What is expected: Put the item lines below, starting at the line that contains "Give the innermost point of each instance of the dark" and ending at the end of the items, into a JSON list of strings with one string per line and blank lines left out. Leave the pictures out of the list.
# START OF Material provided
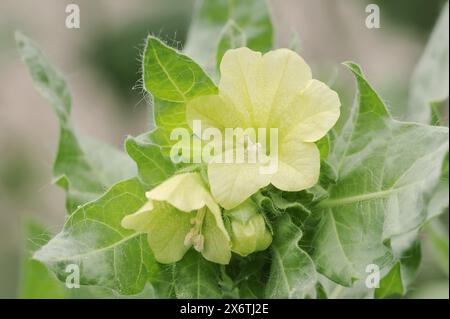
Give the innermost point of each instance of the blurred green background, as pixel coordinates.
(101, 63)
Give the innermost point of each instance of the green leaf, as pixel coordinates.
(172, 76)
(83, 167)
(429, 82)
(384, 167)
(407, 253)
(153, 166)
(195, 277)
(391, 284)
(36, 280)
(107, 254)
(437, 236)
(212, 18)
(232, 37)
(292, 273)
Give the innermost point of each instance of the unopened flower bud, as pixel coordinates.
(247, 229)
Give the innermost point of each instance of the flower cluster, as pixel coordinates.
(218, 216)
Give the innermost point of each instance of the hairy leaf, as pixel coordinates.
(430, 82)
(153, 166)
(172, 76)
(292, 273)
(83, 167)
(384, 168)
(107, 254)
(212, 19)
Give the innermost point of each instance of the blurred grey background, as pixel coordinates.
(101, 64)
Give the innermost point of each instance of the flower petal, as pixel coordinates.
(263, 86)
(314, 112)
(285, 74)
(187, 192)
(166, 227)
(231, 184)
(214, 111)
(240, 81)
(298, 165)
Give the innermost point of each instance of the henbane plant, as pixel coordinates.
(353, 186)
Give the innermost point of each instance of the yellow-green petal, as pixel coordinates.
(187, 192)
(215, 111)
(166, 229)
(298, 165)
(314, 112)
(285, 74)
(231, 184)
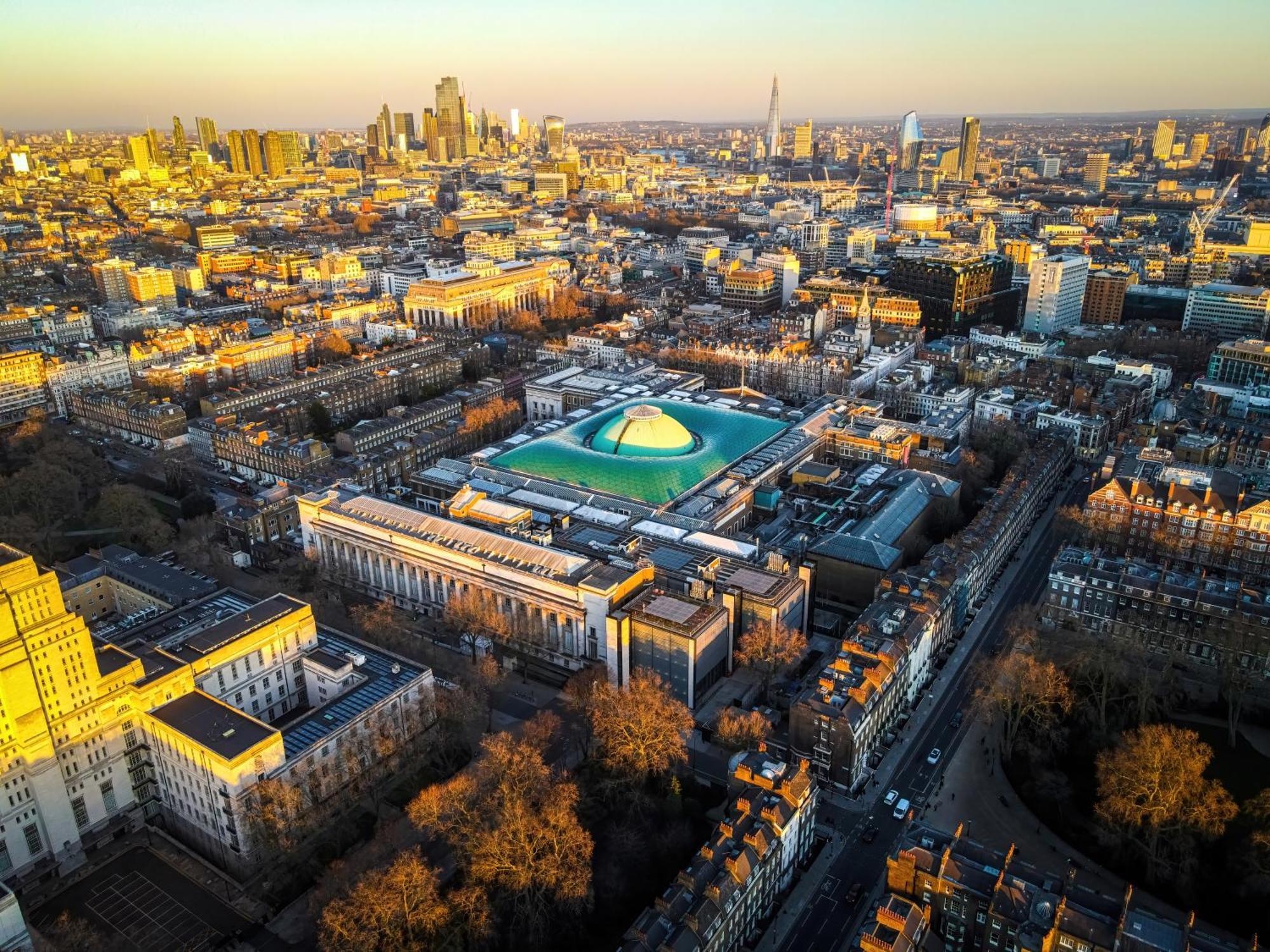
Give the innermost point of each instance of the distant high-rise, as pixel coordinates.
(1097, 171)
(970, 154)
(1198, 147)
(274, 161)
(208, 139)
(429, 134)
(403, 125)
(252, 149)
(910, 143)
(238, 152)
(553, 131)
(139, 153)
(1056, 294)
(803, 142)
(1163, 145)
(774, 121)
(156, 152)
(450, 116)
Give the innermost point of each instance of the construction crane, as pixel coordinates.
(1198, 224)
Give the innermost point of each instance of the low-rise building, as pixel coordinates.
(131, 416)
(730, 889)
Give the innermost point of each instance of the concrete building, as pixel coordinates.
(22, 384)
(1104, 296)
(1056, 294)
(111, 280)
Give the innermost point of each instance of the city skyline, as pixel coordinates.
(110, 86)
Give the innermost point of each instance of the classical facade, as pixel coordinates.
(485, 293)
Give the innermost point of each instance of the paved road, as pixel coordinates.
(827, 922)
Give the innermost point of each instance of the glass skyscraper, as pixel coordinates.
(910, 143)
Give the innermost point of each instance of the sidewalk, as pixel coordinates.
(954, 670)
(801, 897)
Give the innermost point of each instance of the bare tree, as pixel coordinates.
(1153, 794)
(642, 729)
(1018, 691)
(770, 648)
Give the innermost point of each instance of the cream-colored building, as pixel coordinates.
(485, 293)
(152, 286)
(177, 727)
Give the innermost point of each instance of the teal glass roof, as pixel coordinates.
(723, 436)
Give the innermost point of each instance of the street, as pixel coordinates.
(827, 922)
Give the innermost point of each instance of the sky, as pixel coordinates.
(330, 64)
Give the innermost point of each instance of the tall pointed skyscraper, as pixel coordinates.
(774, 121)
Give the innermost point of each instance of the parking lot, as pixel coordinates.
(143, 899)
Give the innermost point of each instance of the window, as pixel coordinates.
(35, 846)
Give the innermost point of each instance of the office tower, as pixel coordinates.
(274, 162)
(1198, 147)
(450, 117)
(111, 279)
(1097, 172)
(206, 134)
(139, 153)
(1104, 296)
(291, 150)
(403, 125)
(774, 121)
(910, 143)
(152, 286)
(803, 142)
(1229, 312)
(949, 162)
(252, 148)
(958, 293)
(1056, 294)
(1163, 145)
(970, 148)
(430, 136)
(238, 153)
(553, 133)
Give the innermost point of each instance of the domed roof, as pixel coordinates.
(643, 431)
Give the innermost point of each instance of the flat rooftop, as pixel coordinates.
(222, 729)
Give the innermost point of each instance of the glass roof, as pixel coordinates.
(722, 437)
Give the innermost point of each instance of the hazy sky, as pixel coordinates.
(91, 64)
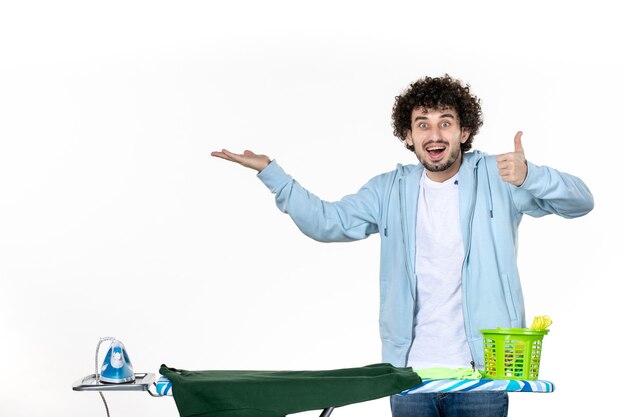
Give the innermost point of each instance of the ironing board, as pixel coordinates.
(163, 386)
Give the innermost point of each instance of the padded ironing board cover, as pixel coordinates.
(278, 393)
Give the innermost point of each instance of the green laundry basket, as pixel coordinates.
(512, 353)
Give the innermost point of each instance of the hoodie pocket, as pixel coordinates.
(508, 296)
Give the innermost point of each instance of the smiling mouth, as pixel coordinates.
(435, 151)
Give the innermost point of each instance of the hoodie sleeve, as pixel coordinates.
(548, 191)
(353, 217)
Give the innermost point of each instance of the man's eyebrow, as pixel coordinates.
(444, 115)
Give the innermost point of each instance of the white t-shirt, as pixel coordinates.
(440, 339)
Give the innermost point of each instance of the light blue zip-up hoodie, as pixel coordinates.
(490, 211)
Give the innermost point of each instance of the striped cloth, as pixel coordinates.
(164, 386)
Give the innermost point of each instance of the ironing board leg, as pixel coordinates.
(327, 411)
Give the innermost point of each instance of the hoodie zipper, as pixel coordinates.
(464, 275)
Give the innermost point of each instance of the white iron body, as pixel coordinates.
(116, 367)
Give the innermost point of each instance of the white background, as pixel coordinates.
(115, 221)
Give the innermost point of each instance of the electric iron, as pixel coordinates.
(116, 367)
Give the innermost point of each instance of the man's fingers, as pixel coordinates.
(518, 142)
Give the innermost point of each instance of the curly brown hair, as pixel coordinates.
(438, 93)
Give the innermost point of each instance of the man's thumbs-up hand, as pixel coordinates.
(512, 166)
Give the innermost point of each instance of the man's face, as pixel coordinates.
(437, 136)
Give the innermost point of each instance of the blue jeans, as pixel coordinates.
(454, 404)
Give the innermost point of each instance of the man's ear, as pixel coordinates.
(407, 137)
(464, 135)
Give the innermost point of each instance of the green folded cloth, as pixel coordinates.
(449, 373)
(278, 393)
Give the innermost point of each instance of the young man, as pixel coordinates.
(448, 229)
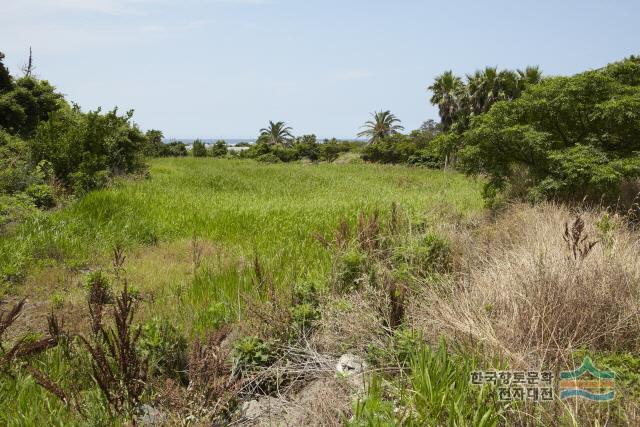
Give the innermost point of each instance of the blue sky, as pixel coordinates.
(223, 68)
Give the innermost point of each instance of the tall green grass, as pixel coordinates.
(244, 209)
(246, 206)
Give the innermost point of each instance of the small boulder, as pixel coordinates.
(349, 364)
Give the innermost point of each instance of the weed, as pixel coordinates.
(118, 366)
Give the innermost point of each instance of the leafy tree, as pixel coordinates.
(382, 125)
(564, 138)
(6, 82)
(28, 103)
(154, 145)
(84, 150)
(276, 134)
(307, 146)
(198, 149)
(447, 92)
(175, 149)
(219, 149)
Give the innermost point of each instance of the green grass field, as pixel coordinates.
(235, 209)
(243, 207)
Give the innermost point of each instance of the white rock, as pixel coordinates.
(349, 364)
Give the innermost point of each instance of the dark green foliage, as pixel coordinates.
(46, 143)
(6, 82)
(250, 353)
(307, 146)
(268, 158)
(418, 148)
(303, 315)
(566, 138)
(84, 150)
(153, 146)
(198, 149)
(437, 392)
(330, 149)
(174, 149)
(219, 149)
(42, 195)
(424, 255)
(29, 102)
(165, 348)
(304, 147)
(16, 172)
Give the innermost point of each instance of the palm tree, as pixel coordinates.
(530, 76)
(447, 91)
(277, 133)
(383, 124)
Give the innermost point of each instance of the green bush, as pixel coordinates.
(250, 353)
(84, 150)
(98, 288)
(219, 149)
(268, 158)
(42, 195)
(303, 315)
(438, 392)
(426, 254)
(198, 149)
(566, 138)
(165, 349)
(352, 265)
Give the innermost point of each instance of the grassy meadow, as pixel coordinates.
(205, 239)
(228, 212)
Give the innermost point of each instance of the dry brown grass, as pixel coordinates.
(526, 296)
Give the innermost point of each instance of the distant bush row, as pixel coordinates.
(49, 147)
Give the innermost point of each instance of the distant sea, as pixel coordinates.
(229, 141)
(234, 141)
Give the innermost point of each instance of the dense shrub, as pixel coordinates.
(165, 348)
(250, 353)
(304, 147)
(42, 195)
(26, 104)
(417, 148)
(174, 149)
(565, 138)
(198, 149)
(84, 150)
(154, 145)
(219, 149)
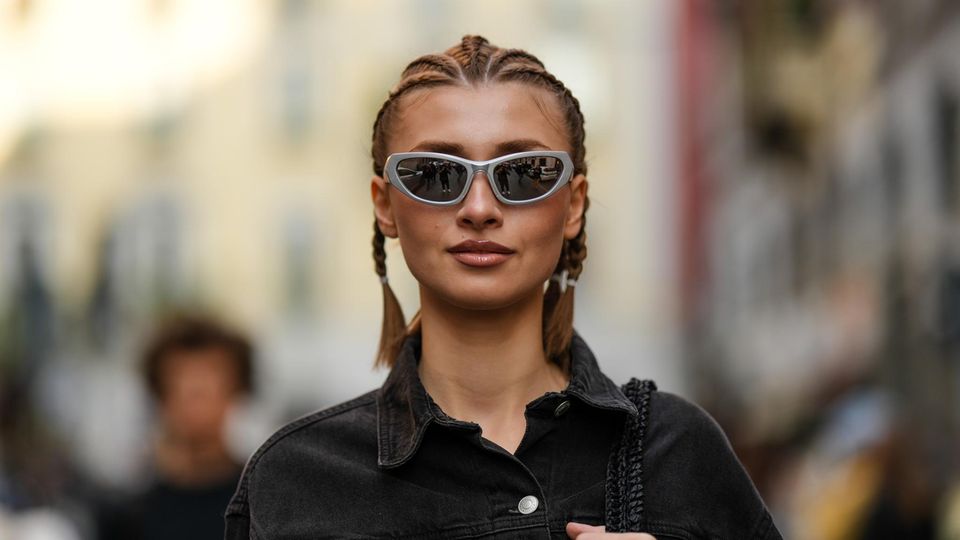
# END OF Material provided
Answer to the problem:
[
  "Give the innermost point of each instance of the dark green foliage, as pixel coordinates.",
  "(46, 143)",
  "(6, 82)",
  "(250, 353)",
  "(307, 146)",
  "(268, 158)",
  "(418, 148)",
  "(303, 315)",
  "(566, 138)",
  "(84, 150)",
  "(153, 146)",
  "(198, 149)",
  "(437, 392)",
  "(330, 149)",
  "(174, 149)",
  "(219, 149)",
  "(42, 195)",
  "(424, 255)",
  "(29, 102)",
  "(165, 348)",
  "(304, 147)",
  "(16, 172)",
  "Give the innermost point of each instance of the palm tree, as pixel coordinates.",
  "(530, 76)",
  "(447, 91)",
  "(277, 133)",
  "(383, 124)",
  "Give the innermost point of each instance of the green bush, as pixel coordinates.",
  "(250, 353)",
  "(84, 150)",
  "(98, 288)",
  "(219, 149)",
  "(268, 158)",
  "(42, 195)",
  "(303, 315)",
  "(438, 392)",
  "(426, 254)",
  "(198, 149)",
  "(566, 138)",
  "(165, 349)",
  "(352, 265)",
  "Give the innermost point of each instance of the grassy meadow, as pixel coordinates.",
  "(205, 239)",
  "(228, 212)",
  "Give the innermost point of each instance of the dry brown grass, as pixel coordinates.",
  "(526, 296)",
  "Give the innermost point of each instance of the distant bush row, as pixel coordinates.",
  "(49, 147)",
  "Give the innermost point of each instance of the distant sea, as pixel coordinates.",
  "(229, 141)",
  "(234, 141)",
  "Give the innermost point of each instance of the dense shrub, as pixel coordinates.",
  "(165, 348)",
  "(250, 353)",
  "(304, 147)",
  "(42, 195)",
  "(26, 104)",
  "(417, 148)",
  "(174, 149)",
  "(565, 138)",
  "(198, 149)",
  "(84, 150)",
  "(154, 145)",
  "(219, 149)"
]